Before we can burst compile any code, we’ll need to write it as a job. Here is a code example showing the difference between a normal function call (ReallyToughTask) and scheduling a job (ReallyToughJob). Each of these contain the same code, to illustrate how easy it is to transition between the concepts:

using UnityEngine;
using Unity.Mathematics;
using Unity.Jobs;

public class NewJobTesting : MonoBehaviour
{
    // Update is called once per frame
    void Update()
    {
        float startTime = Time.realtimeSinceStartup;
        ReallyToughTask();

        JobHandle jobHandle = ReallyToughTaskJob();
        jobHandle.Complete();

        Debug.Log(((Time.realtimeSinceStartup - startTime) * 1000f) + "ms");
    }

    private void ReallyToughTask()
    {
        float value = 0f;
        for(int i = 0; i < 50000; i++)
        {
            value = math.exp10(math.sqrt(value));
        }
    }

    private JobHandle ReallyToughTaskJob()
    {
        ReallyToughJob job = new ReallyToughJob();
        return job.Schedule();
    }

    public struct ReallyToughJob : IJob
    {
        public void Execute()
        {
            float value = 0f;
            for (int i = 0; i < 50000; i++)
            {
                value = math.exp10(math.sqrt(value));
            }
        }
    }
}

In this script, we’ve got a regular function called ReallyToughTask, which performs a bunch of calculations. And then there’s ReallyToughJob, which is the job version of that function. Let’s take a look at the two by comparison:

ReallyToughTask:

    private void ReallyToughTask()
    {
        float value = 0f;
        for(int i = 0; i < 50000; i++)
        {
            value = math.exp10(math.sqrt(value));
        }
    }

ReallyToughJob:

    public struct ReallyToughJob : IJob
    {
        public void Execute()
        {
            float value = 0f;
            for (int i = 0; i < 50000; i++)
----
Task prompt:
Answer these about the Unity job tutorial:
1. What does the tutorial say code must be written as before it can be burst compiled?
2. Which interface does the ReallyToughJob struct implement?
3. In Update, which method is called on jobHandle after the job is scheduled?
The entries play no part here and can be skipped.

Entries supplied:
----
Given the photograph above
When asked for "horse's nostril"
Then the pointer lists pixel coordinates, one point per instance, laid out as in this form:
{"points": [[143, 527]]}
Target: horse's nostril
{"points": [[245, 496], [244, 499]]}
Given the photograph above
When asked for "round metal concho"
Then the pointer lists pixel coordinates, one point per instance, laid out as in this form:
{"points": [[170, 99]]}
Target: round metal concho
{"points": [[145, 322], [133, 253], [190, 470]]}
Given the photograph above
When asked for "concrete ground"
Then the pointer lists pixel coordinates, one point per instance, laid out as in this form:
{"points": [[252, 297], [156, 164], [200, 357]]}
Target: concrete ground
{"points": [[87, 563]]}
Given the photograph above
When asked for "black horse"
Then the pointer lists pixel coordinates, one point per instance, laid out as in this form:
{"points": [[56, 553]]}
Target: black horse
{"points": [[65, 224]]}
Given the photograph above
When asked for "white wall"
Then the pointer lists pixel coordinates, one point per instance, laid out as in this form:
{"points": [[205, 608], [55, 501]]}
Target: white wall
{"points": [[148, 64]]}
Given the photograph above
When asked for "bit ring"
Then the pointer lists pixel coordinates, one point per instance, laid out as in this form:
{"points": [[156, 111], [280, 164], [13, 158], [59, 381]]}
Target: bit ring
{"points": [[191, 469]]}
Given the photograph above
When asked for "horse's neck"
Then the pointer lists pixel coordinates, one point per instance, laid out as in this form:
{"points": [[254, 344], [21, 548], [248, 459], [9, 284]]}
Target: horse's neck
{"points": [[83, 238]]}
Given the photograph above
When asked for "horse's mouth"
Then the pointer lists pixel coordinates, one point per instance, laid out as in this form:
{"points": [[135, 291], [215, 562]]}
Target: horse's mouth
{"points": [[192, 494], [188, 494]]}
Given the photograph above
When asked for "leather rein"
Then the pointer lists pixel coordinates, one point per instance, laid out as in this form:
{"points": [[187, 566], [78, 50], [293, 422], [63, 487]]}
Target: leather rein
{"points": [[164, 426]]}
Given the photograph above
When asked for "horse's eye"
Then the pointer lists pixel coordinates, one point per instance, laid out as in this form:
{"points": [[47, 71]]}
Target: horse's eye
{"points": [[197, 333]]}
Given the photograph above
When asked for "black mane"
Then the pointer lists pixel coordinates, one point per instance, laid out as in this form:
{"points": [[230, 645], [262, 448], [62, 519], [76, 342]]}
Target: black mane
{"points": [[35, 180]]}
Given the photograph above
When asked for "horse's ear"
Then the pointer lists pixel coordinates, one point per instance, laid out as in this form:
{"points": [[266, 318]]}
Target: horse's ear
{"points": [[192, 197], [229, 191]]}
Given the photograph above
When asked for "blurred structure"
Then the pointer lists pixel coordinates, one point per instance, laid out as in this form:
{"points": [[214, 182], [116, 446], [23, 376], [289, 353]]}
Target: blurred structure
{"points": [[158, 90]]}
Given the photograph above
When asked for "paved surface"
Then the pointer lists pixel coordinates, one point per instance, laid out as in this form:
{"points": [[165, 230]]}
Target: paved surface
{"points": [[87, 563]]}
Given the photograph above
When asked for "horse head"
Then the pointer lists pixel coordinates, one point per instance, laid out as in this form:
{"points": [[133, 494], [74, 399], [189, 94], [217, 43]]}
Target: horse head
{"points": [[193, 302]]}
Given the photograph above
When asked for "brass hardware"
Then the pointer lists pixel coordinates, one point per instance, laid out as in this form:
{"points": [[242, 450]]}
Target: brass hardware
----
Written response:
1. A job.
2. IJob.
3. Complete().